Reproduce the listing below verbatim.

Rows from a pointing dataset:
______

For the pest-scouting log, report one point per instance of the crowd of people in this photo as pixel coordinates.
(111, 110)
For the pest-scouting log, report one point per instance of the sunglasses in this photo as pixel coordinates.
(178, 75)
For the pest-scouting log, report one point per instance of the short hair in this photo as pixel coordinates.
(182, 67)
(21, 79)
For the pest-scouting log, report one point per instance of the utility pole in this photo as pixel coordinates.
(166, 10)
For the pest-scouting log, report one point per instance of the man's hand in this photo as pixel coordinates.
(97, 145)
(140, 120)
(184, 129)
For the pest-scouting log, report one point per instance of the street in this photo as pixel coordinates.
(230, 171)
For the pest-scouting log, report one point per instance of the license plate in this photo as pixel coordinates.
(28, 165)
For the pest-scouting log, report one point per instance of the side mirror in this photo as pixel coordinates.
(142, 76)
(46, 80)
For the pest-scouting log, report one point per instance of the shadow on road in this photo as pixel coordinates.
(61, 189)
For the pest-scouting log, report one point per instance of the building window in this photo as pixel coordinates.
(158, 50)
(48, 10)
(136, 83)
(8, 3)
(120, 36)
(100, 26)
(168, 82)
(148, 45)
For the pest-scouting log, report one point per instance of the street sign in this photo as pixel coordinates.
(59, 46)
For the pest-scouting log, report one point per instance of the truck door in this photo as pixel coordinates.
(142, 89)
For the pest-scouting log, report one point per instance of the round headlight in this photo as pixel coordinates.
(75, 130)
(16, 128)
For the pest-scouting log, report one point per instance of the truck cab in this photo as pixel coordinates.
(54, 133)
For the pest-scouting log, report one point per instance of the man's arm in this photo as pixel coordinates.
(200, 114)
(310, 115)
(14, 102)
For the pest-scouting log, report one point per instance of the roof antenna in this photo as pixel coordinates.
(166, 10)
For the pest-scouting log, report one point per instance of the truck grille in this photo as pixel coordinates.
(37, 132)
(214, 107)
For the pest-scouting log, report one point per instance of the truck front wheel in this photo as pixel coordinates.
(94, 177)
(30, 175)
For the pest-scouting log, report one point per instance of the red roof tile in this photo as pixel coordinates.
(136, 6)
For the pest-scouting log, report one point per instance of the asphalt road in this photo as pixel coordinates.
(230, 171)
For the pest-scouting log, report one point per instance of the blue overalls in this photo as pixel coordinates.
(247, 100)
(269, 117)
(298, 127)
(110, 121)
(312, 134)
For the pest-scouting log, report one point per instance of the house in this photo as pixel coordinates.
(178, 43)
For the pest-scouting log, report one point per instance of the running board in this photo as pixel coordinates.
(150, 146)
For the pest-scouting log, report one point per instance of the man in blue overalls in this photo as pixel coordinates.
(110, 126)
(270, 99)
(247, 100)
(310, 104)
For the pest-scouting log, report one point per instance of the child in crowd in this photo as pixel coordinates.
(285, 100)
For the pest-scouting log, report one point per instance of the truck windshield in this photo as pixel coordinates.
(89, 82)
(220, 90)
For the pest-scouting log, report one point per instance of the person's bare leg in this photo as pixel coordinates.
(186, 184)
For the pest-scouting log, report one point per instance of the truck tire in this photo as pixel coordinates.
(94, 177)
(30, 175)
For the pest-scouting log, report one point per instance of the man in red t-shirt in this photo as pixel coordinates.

______

* Result *
For the pest-scouting log, report one point per instance of the crowd of people in this photo as pixel coordinates.
(111, 110)
For the pest-scouting log, report one point per instance of the sunglasses in this photo as pixel coordinates.
(178, 75)
For the pest-scouting log, report one point per instance of the short hair in this photo as pixel coordinates.
(182, 67)
(21, 79)
For the pest-scouting log, report one point per instance of the utility pole in this photo as pixel coordinates.
(166, 10)
For the pest-scouting log, report one point per instance of the man's hand in this photo as pixel coordinates.
(97, 145)
(140, 120)
(184, 129)
For the pest-scouting log, report one point per instance of the street in this photo as pixel coordinates.
(230, 171)
For the pest-scouting log, report one point per instance of the license plate in this photo as pixel coordinates.
(28, 165)
For the pest-scouting log, report one point per instance of the side mirror in this photo as pixel coordinates.
(142, 76)
(46, 80)
For the pest-scouting log, report one point per instance of the shadow on road in this photo as pixel coordinates.
(61, 189)
For the pest-scouting log, report one point per instance of the building window in this photo as pixel coordinates.
(158, 50)
(48, 10)
(136, 83)
(8, 3)
(120, 36)
(100, 26)
(168, 82)
(148, 45)
For the pest-scouting log, report one point per instance of the street sign in this photo as pixel coordinates.
(59, 46)
For the pest-scouting log, report one point per instance of the truck door in this photo as pixel coordinates.
(142, 89)
For the pest-scouting log, report one point per instance of the round headlight in this photo as pixel coordinates.
(75, 130)
(16, 128)
For the pest-scouting log, report one point per instance of the truck cab in this photo as pixel coordinates.
(54, 133)
For the pest-scouting log, report one point per instance of the man's arm in this photo as pixel coordinates.
(200, 114)
(310, 115)
(14, 102)
For the pest-scouting log, report one point per instance of the roof antenna in this photo as pixel coordinates.
(166, 10)
For the pest-scouting log, report one point per instance of the truck grille in this photo as pixel coordinates.
(37, 132)
(214, 107)
For the pest-scouting log, report one point per instance of the truck front wheel in this photo as pixel coordinates.
(94, 177)
(30, 175)
For the pest-scouting log, report one point per instance of the red roof tile in this photo as pixel coordinates.
(136, 6)
For the pest-scouting log, report one point per instance of the asphalt road in this photo as pixel coordinates.
(230, 171)
For the pest-scouting log, report one point per instance of the blue overalls in this photo as pixel coordinates.
(247, 100)
(269, 117)
(298, 127)
(110, 121)
(312, 134)
For the pest-scouting log, report one point per instance of the house in this photo as pixel coordinates.
(178, 43)
For the pest-scouting log, report one point per instance of the running board in this photo as pixel coordinates.
(150, 146)
For the pest-scouting log, report one point per instance of the man in blue overalls in this photo as pixel coordinates.
(110, 126)
(270, 99)
(247, 100)
(310, 104)
For the pest-scouting log, report one point per instance of the child in crowd in this photo as pixel coordinates.
(285, 100)
For the pest-scouting log, report one point per instance of the truck windshield in this photo as pixel coordinates.
(89, 82)
(220, 90)
For the pest-scouting log, report one point per instance of the person's bare leg in this photo as pixel coordinates.
(186, 184)
For the pest-scouting log, report one point per instance of the truck tire in this photo as pixel coordinates.
(94, 177)
(30, 175)
For the pest-scouting log, report one point per instance of the man in red t-shirt in this photo as pixel coordinates.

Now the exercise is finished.